### Data for this task
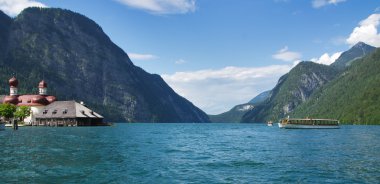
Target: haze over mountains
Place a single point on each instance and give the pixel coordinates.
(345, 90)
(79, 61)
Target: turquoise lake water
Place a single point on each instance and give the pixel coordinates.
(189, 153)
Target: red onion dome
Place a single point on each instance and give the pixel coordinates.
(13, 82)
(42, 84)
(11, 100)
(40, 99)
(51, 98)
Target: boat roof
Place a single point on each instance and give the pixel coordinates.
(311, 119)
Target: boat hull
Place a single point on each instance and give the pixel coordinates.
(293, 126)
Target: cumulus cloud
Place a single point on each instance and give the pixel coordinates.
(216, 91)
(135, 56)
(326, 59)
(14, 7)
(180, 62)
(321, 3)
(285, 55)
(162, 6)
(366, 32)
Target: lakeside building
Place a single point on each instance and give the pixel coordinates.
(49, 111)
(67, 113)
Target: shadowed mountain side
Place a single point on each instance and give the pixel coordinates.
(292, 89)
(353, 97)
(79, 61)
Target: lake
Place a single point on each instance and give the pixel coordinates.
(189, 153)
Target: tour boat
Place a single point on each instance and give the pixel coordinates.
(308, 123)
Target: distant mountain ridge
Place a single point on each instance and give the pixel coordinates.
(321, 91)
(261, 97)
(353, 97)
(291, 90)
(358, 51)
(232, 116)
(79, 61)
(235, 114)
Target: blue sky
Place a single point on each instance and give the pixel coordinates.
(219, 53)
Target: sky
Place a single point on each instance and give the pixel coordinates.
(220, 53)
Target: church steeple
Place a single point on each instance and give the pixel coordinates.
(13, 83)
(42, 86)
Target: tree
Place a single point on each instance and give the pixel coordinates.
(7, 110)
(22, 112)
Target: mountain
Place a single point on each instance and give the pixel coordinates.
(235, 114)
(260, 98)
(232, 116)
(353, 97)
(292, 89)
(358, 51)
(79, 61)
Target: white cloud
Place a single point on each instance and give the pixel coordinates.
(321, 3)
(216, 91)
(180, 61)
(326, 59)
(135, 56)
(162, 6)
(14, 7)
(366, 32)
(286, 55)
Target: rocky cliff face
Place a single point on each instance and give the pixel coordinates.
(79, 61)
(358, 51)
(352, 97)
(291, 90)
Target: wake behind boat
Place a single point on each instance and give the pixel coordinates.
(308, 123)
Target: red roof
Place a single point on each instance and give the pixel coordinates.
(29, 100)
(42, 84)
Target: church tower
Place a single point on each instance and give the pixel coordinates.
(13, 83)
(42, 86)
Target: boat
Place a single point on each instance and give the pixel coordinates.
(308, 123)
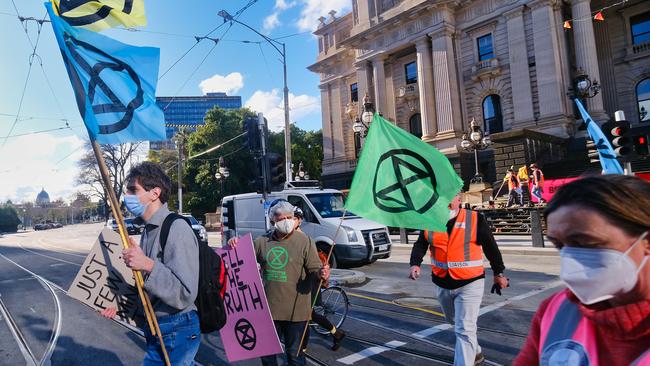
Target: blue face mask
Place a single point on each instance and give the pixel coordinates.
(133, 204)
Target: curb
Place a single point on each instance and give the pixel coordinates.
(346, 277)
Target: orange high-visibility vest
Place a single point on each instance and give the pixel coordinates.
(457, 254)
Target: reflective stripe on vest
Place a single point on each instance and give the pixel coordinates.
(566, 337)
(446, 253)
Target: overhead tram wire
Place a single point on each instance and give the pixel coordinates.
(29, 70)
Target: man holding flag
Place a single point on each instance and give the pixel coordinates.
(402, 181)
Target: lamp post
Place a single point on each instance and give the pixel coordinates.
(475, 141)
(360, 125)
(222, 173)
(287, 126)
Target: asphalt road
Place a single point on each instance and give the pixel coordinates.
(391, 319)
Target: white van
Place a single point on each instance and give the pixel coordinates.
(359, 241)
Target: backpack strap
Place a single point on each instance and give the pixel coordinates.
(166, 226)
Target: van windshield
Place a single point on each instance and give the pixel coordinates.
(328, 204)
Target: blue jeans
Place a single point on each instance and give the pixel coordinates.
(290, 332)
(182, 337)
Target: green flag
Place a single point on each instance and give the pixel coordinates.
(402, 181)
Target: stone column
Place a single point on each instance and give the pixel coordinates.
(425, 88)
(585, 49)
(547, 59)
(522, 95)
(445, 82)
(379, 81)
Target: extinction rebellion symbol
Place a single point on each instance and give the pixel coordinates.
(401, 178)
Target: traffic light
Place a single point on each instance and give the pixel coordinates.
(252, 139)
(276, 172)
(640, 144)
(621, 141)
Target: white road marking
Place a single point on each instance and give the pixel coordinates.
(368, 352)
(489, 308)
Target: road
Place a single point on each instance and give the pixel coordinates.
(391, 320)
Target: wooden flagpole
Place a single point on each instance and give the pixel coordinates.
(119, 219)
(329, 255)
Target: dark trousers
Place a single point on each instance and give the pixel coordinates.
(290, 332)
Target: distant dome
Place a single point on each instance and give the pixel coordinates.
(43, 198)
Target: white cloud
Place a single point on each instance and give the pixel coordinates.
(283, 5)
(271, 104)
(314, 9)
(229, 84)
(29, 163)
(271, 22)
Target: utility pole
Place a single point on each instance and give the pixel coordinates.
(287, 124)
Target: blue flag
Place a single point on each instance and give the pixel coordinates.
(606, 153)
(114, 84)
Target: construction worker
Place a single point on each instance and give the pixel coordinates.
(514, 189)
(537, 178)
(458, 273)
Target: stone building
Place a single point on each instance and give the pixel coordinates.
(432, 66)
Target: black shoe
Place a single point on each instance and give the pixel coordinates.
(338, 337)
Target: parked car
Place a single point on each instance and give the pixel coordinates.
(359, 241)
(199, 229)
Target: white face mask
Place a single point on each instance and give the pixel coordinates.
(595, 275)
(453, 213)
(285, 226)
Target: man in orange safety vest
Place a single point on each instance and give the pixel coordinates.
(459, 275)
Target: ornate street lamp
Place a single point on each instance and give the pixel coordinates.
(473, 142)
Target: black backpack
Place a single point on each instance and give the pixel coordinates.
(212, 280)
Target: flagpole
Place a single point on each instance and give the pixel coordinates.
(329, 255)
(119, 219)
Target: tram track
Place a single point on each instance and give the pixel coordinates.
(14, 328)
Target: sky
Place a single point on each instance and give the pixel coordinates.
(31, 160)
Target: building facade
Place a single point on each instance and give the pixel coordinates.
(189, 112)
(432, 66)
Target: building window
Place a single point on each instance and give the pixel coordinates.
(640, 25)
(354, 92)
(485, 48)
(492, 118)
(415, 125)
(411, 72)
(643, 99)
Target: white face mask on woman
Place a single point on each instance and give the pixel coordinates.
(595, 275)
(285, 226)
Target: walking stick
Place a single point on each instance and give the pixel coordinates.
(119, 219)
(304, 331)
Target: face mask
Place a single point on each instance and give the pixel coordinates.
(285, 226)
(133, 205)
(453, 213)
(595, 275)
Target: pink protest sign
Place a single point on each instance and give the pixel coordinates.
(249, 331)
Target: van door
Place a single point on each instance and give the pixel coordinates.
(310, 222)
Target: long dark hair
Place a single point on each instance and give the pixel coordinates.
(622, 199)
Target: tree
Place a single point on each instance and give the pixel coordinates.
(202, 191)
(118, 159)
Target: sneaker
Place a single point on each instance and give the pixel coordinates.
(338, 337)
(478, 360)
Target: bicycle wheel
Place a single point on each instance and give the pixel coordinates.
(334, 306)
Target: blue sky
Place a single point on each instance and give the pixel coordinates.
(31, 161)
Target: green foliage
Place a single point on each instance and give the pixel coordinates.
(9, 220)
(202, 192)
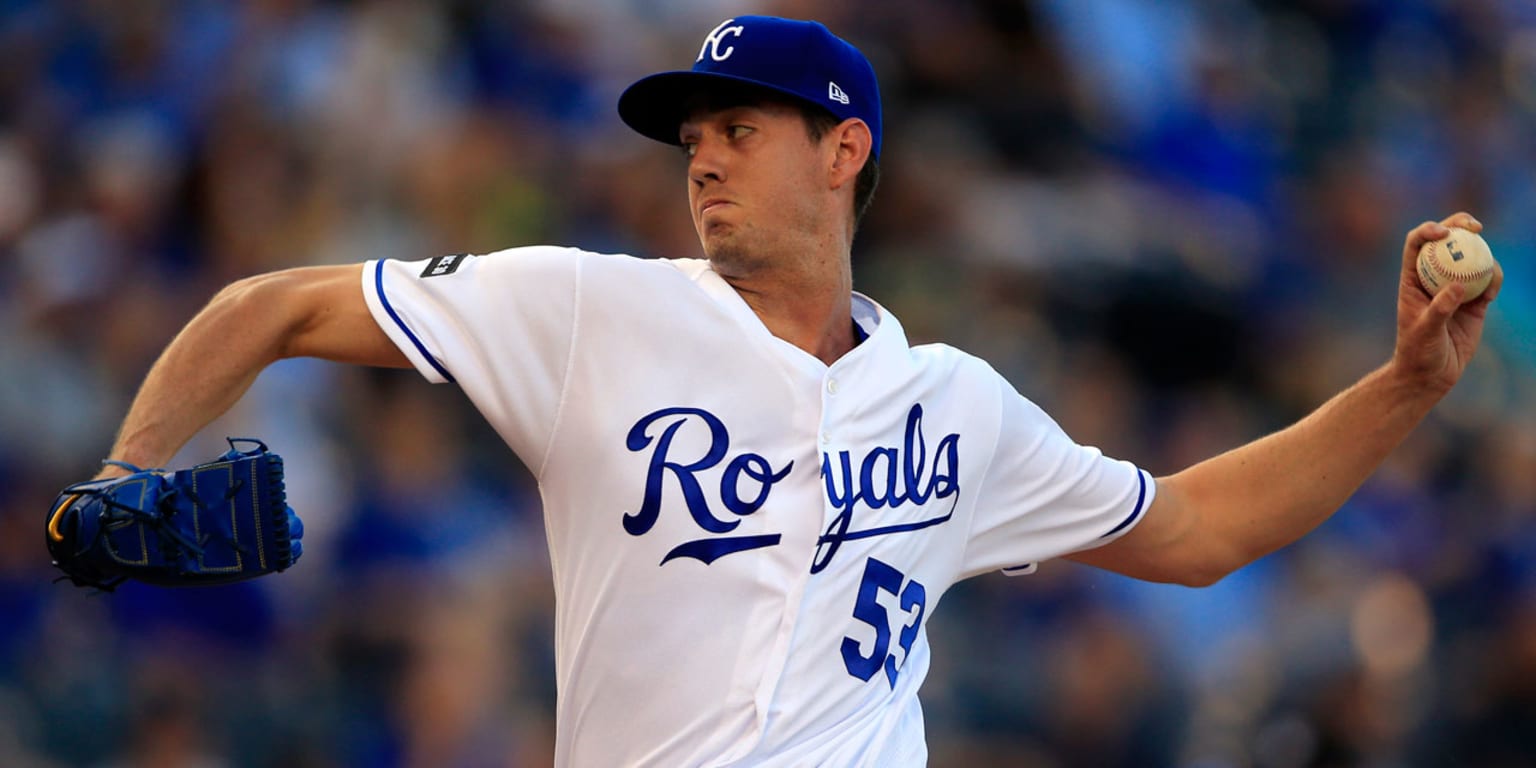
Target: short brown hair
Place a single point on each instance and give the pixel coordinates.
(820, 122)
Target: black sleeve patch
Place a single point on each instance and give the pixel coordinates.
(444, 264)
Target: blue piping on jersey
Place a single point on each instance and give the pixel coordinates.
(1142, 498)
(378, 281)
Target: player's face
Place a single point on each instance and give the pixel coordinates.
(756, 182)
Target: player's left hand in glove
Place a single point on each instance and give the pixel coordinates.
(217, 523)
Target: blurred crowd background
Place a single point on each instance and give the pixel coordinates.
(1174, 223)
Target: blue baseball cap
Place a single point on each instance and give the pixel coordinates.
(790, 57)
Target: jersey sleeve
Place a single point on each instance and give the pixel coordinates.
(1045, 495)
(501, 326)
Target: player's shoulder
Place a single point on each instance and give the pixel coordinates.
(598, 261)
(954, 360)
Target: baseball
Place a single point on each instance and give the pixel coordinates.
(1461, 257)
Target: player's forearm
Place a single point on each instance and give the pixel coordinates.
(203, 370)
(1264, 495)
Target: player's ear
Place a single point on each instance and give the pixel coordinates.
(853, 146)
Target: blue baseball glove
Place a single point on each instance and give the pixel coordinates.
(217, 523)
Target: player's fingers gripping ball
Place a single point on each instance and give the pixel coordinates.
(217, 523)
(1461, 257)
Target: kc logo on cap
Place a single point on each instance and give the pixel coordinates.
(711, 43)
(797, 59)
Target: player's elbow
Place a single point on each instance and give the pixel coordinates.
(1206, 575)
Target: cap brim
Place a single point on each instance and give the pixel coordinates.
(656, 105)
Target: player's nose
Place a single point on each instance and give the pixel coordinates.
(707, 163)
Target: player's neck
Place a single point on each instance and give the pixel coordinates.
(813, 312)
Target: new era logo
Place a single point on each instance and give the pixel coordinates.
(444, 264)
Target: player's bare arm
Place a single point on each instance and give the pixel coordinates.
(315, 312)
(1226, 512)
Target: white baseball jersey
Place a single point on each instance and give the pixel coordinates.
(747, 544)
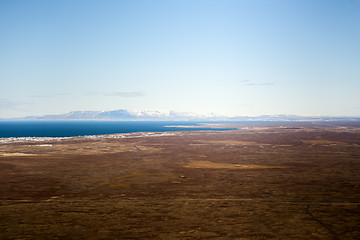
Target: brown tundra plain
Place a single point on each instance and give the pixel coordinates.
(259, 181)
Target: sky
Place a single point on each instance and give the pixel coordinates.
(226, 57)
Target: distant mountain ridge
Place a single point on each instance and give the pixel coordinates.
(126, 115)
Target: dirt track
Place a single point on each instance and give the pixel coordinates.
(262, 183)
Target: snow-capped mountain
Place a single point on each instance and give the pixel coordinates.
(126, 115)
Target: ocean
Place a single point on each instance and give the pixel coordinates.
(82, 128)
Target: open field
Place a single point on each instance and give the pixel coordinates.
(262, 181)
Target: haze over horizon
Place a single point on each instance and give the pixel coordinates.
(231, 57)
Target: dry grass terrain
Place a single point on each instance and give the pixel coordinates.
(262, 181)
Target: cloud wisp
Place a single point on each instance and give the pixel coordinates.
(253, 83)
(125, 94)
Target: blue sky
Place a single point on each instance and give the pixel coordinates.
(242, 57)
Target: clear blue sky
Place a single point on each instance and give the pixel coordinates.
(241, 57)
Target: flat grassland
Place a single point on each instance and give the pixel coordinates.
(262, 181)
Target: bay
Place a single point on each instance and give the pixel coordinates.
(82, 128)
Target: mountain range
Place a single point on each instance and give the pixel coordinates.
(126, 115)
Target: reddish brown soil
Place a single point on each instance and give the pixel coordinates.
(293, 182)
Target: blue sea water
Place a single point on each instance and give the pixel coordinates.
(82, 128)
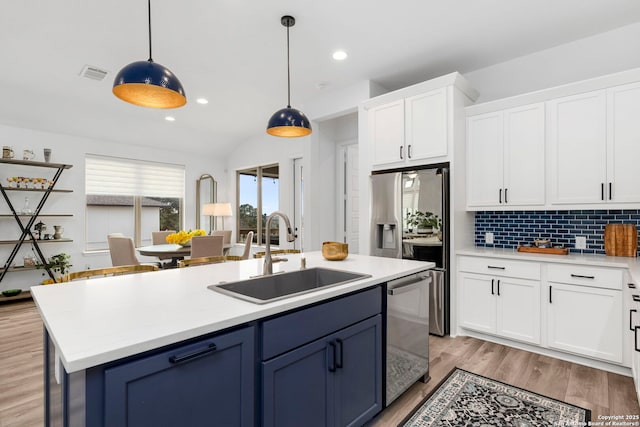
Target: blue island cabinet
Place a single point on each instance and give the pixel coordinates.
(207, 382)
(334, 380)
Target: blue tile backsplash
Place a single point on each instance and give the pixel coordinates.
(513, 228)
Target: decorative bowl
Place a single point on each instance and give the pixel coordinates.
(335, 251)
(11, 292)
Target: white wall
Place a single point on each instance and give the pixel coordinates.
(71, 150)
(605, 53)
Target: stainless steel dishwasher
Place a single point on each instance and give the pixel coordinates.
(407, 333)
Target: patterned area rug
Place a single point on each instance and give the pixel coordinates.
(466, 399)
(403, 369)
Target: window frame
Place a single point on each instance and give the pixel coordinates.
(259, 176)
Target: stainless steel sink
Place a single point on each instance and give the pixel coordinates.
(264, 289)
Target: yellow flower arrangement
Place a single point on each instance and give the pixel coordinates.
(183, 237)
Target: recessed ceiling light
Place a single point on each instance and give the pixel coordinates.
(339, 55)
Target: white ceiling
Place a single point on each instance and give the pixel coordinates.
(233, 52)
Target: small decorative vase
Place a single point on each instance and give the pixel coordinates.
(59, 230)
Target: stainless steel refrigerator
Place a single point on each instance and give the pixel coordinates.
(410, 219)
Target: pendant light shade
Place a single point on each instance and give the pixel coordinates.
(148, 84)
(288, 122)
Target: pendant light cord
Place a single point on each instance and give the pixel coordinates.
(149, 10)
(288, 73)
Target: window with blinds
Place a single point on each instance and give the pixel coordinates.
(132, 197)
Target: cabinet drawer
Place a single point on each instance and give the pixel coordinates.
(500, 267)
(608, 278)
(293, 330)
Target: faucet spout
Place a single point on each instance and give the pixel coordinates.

### Task details
Convert the records between the line holding "Target: blue baseball glove" and the line holding "(1226, 512)", inclusive, into a two-column CSV with the headers request and answer. Give one row per request, put each field in quotation marks, and replace line breaks inside a field with spaces.

### Output for this task
request,answer
"Target: blue baseball glove Place a single point on each instance and give the pixel coordinates.","(217, 523)"
"Target: player's fingers gripping ball Place a single point on each instance and give the pixel coordinates.","(217, 523) (1461, 257)"
"Target: kc logo on cap Place a single point on each instance and give the pixel coordinates.","(711, 43) (797, 59)"
"Target: player's elbow Place a single point on each instance and give the pixel coordinates.","(1206, 575)"
"Target: cap brim Place a single point on each instance and give the pixel coordinates.","(656, 105)"
"Target: player's nose Place a single point on each instance and give the pixel coordinates.","(707, 163)"
"Target: player's neck Place a single point on each instance and give the pixel coordinates.","(813, 312)"
"Target: new era logo Place a single point on each instance and give the pixel coordinates.","(444, 264)"
"Target: player's bare arm Place a single point on each instance and give the pixel coordinates.","(315, 312) (1226, 512)"